__Written exercise 1__. Pick out every line of the records that contains the word "white" and copy each one. Case counts.

__Document excerpt__.
#####
So Mr Suleyman was asked: have the AI companies effectively stolen the world’s IP?

No, he replied, explaining: “With respect to content that is already on the open web, the social contract of that content since the Nineties is that it is fair use. 

“Anyone can copy it, recreate with it, reproduce with it: that has been freeware, if you like.”

There you go. Everything is in the air, and everything is free.

Not free for us, but for Mr Suleyman and his employer, a company worth $3 trillion (£2.4 trillion).

However, the argument is as baseless as that offered to me from Kentucky. 

‘Fair use’ meaningless in most countries

The doctrine of “fair use” is not what Suleyman thinks it is.

It’s a peculiarity of US law, an affirmative defence, rather than a formal copyright exception.

It only applies in quite narrow circumstances, and it’s meaningless in most other countries.

Even more remarkable is the “social contract” that Mr Suleyman evokes.
#####
__Recorded data__.
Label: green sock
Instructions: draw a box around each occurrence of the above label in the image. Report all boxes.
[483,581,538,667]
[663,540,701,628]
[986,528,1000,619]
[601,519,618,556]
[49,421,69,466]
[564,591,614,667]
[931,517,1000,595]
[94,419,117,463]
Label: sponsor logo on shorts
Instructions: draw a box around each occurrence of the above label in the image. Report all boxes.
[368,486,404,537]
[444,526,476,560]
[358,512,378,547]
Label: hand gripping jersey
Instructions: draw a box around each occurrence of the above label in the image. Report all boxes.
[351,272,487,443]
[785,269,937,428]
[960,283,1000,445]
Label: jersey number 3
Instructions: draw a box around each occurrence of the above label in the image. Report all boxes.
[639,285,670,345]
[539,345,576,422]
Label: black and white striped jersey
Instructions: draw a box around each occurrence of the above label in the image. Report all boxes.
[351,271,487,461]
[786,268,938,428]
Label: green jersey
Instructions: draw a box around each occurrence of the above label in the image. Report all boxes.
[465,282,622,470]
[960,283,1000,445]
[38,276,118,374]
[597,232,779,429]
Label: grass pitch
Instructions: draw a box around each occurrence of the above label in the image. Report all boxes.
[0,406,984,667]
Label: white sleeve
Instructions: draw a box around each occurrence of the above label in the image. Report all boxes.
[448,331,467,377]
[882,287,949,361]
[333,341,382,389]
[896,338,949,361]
#####
__Written exercise 2__. Please resume the commentary on AI companies and fair use from the point where it stops.

__Response 1__.
Label: black and white striped jersey
Label: white sleeve

__Response 2__.
Judges are rarely impressed with defendants bringing their own, imaginary laws into the courtroom as they are obliged to interpret what’s on the books. 

Microsoft employs a great many thoughtful people, who deliberate about the ethics of and consequences of their actions.

Mr Suleyman does not appear to be one of them. 

The Londoner dropped out of Oxford where he was studying philosophy and theology because “it felt so abstract and impractical to me,” he once said. 

Luck intervened: his brother was best friends with Demis Hassabis, the chess prodigy, former games entrepreneur and neuroscientist.